Task directions:
Pick out every line in the entries below that contains the word "plant", and copy each one in full.

--

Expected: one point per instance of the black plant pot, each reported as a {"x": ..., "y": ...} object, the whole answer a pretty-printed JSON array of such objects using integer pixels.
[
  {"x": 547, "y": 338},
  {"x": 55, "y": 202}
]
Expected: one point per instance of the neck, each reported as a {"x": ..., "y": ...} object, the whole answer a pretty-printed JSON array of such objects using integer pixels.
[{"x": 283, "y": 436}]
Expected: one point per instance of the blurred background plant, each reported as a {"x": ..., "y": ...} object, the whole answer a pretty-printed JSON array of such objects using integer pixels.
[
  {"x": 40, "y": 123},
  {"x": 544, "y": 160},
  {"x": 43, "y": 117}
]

--

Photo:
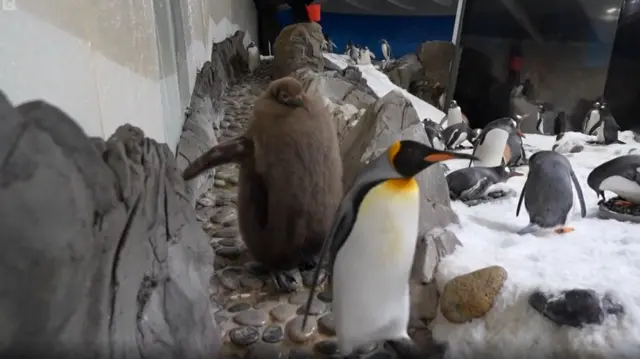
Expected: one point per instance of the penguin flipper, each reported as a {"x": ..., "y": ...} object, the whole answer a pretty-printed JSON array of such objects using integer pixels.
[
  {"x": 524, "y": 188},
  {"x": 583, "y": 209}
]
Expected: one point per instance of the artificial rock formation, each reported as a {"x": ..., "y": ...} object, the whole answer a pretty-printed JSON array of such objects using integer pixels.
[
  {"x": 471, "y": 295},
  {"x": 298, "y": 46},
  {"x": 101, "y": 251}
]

--

Result of the task:
Expected: one point per instance of the black plant pot, each reported as a {"x": ..., "y": ...} object, the whole answer a pretty-printed JSON array of such objects using integer pixels.
Expected: one point per instance of the blurred background plant, each reported as a {"x": ..., "y": ...} object, the whole answer a pretty-printed JSON array of such objects using integer pixels.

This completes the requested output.